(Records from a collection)
★ ★ ★ ★ ★ ★ ★

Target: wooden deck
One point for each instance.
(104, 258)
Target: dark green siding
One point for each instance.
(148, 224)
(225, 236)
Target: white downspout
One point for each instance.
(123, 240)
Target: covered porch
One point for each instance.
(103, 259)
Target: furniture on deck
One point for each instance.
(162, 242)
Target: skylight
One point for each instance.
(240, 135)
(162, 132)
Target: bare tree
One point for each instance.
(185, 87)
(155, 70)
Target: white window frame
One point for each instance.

★ ★ ★ ★ ★ ★ ★

THE PROBLEM: If a line in the data holds the string "deck", copy that line.

OUTPUT:
Target: wooden deck
Target: furniture on deck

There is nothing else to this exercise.